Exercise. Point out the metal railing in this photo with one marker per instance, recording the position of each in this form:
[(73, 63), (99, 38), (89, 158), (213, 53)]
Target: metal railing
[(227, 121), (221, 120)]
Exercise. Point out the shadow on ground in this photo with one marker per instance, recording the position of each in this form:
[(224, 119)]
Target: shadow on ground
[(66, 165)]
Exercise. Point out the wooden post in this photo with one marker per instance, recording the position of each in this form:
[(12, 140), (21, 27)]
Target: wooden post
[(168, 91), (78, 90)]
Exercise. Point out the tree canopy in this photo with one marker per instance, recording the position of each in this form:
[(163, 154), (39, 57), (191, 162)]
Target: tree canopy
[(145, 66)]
...
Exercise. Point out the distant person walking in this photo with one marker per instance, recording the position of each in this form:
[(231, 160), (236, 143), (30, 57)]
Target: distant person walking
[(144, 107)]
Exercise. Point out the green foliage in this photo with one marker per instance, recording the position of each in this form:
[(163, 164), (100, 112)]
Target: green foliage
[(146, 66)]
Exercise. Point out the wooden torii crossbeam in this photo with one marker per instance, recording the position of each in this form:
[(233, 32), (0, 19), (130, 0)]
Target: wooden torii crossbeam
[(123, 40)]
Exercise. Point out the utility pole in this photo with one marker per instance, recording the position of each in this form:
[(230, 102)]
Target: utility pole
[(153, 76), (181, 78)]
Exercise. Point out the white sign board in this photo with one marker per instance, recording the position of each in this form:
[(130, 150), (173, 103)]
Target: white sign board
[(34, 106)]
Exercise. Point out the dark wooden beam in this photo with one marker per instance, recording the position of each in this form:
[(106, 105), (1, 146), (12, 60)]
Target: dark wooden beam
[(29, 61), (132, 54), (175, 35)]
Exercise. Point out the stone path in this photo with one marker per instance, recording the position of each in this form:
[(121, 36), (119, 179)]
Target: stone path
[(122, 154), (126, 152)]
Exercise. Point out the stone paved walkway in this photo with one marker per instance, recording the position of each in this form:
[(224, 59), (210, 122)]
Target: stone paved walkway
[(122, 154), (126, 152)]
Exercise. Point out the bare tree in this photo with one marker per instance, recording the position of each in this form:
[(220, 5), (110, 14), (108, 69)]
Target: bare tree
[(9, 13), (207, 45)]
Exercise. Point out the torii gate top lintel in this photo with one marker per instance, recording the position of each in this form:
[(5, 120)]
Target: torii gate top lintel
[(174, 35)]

### Assignment
Repeat word for word the lines above that run from the line containing "Target: stone path" through the line containing "Exercise. Point out the torii", both ends included, and nothing else.

### Exercise response
Target: stone path
[(122, 154), (126, 152)]
Exercise. Point out the stone paved walkway in this photo with one marker per instance, recording the position of each in this form:
[(224, 59), (210, 122)]
Target: stone paved walkway
[(122, 154), (126, 152)]
Exercise. Point out the bare tree in this photo with one marker per instance, recording the position of each in this form:
[(220, 5), (110, 14), (108, 69)]
Target: bare tree
[(9, 13), (207, 45)]
Exercise. Point out the torii gate top lintel in this photo with one marker per instance, recording the position of each in this form:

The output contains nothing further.